After the election, Manchin applied for a federal loan to keep his furniture store afloat. He received a call from his newly sworn-in congressman, Moore, offering to help. Manchin reminded Moore that he had worked for his opponent. "John, maybe you've forgotten," Moore said. "I took an oath of office that I would represent everybody in my district."

The small-business man seeking the loan was the father of today's Democratic senator from West Virginia, Joe Manchin III. And the congressman who helped secure the loan was the father of the state's Republican senator, Shelley Moore Capito. The younger Manchin recalled the episode in a 2015 eulogy for Moore, extracting a lesson about how politics can transcend partisan labels.

Today, as President Joe Biden pursues a broad agenda on infrastructure, voting rights and climate change, Manchin, the vacillating 50th vote in Democrats' control of the Senate, has become perhaps his party's most contentious figure. He has vowed to withhold support from bills that are not bipartisan, insisted he will not weaken the filibuster and preached to Democrats to "have faith" that there are enough "good people" in the Republican Party to avoid gridlock — a view increasing numbers of Democrats deride as naive, or worse.

Last week he angered Democrats by spelling out in a newspaper column that he would oppose his party's broad voting rights bill and would never vote to end the legislative filibuster.

It has thrown a dark cloud over Democrats' hopes for major legislation before the 2022 midterm elections. Frustrated with Manchin and confused about his motives, many Democrats have asked: Why, in seeking an armistice with Republicans, has he allowed himself to become one of their greatest weapons?

But back home in West Virginia, Manchin's stubborn belief in working across the aisle is recognized as the core of his being, not mere posturing for a conservative state where he may seek re-election.

SUPPLIED MATERIAL:
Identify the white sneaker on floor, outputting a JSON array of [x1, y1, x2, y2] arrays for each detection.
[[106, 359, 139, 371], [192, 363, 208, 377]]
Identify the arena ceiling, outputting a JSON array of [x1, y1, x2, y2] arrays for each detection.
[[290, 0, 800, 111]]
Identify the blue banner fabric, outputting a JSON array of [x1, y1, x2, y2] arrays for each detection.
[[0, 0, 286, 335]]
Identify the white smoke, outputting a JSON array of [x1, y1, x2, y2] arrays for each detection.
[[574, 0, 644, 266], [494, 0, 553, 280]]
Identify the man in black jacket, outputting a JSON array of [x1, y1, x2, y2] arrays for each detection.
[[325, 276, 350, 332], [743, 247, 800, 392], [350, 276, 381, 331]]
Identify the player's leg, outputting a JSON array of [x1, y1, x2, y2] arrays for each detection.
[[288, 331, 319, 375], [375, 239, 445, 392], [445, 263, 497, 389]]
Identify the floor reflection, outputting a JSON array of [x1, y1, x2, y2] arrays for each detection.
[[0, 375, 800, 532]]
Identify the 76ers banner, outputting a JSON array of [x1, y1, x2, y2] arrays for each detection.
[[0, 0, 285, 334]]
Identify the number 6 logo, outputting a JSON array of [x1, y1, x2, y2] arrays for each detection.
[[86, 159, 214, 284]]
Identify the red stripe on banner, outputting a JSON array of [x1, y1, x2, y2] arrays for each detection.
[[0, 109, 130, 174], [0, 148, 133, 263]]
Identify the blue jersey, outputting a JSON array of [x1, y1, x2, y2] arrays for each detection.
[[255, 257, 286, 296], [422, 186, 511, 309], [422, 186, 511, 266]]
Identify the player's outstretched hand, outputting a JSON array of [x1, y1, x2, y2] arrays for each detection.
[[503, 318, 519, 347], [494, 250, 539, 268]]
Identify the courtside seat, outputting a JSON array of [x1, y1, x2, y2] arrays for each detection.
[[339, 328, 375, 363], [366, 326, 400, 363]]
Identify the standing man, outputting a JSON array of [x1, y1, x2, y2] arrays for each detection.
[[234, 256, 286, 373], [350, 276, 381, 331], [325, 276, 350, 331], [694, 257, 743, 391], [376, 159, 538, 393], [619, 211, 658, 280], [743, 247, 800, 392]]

WHAT TO WORK ON:
a - In the text about Joe Manchin, what did Manchin's father apply for after the election?
b - Continue the text about Joe Manchin's bipartisan approach, starting after its last sentence.
The records have no role in this work.

TASK-BY-TASK ANSWERS:
a - A federal loan to keep his furniture store afloat.

b -
Manchin is a former quarterback who relishes holding leverage over Democratic policy, along with his place in the national spotlight. His insistence on bipartisanship in Washington stems from his years as governor, when he brought warring factions together on some thorny issues; from West Virginians' resentment of the liberal wing of the Democratic Party; and from an earlier era when national politics was viewed through a small-town lens, like that in Manchin's hometown, Farmington, where his die-hard Democratic father received help from a Republican.

Even though the hyperpartisan Senate is not the collegial place it once was — where members argued by day and then dined together at night — and even though small-town West Virginia, with its coal-ravaged mountaintops, can seem a nostalgic anachronism, both institutions dwell as ideals in Manchin, according to people who know him.

"There is a lot of 'Mr. Smith Goes to Washington' in Joe Manchin," said Jim Humphreys, who served in the state Legislature with him and has worked on Capitol Hill. "There is a sense of, 'I need to do what's right, and if I have a legacy in the Senate, that's what it's going to be.' "

On Thursday, Manchin was part of a bipartisan group of 10 senators that reached a deal on an infrastructure package, although it is far from assured that enough Republicans are willing to join them to overcome a filibuster.

Humphreys said that Manchin's optimism might be outdated in the era of Sen. Mitch McConnell, R-Ky., the minority leader, who has said his chief priority is to stop Biden. "I don't think Joe Manchin is naive," Humphreys said. "I'd say he holds expectations of the goodwill of other people that may not be met because they may not have that much goodwill."

A significant influence on Manchin's values, according to interviews with a dozen West Virginia political figures, is that party labels in the state are fluid. Until recently, West Virginians voted overwhelmingly for Democrats. Now they vote overwhelmingly for Republicans. Despite that, Manchin has survived and thrived as a Democrat who believes that he can reach all sides.

"All the people he grew up with were Democrats; they're not anymore, but in his eyes, they haven't changed — they're the same people," said Jonathan Kott, a former top aide to Manchin in Washington.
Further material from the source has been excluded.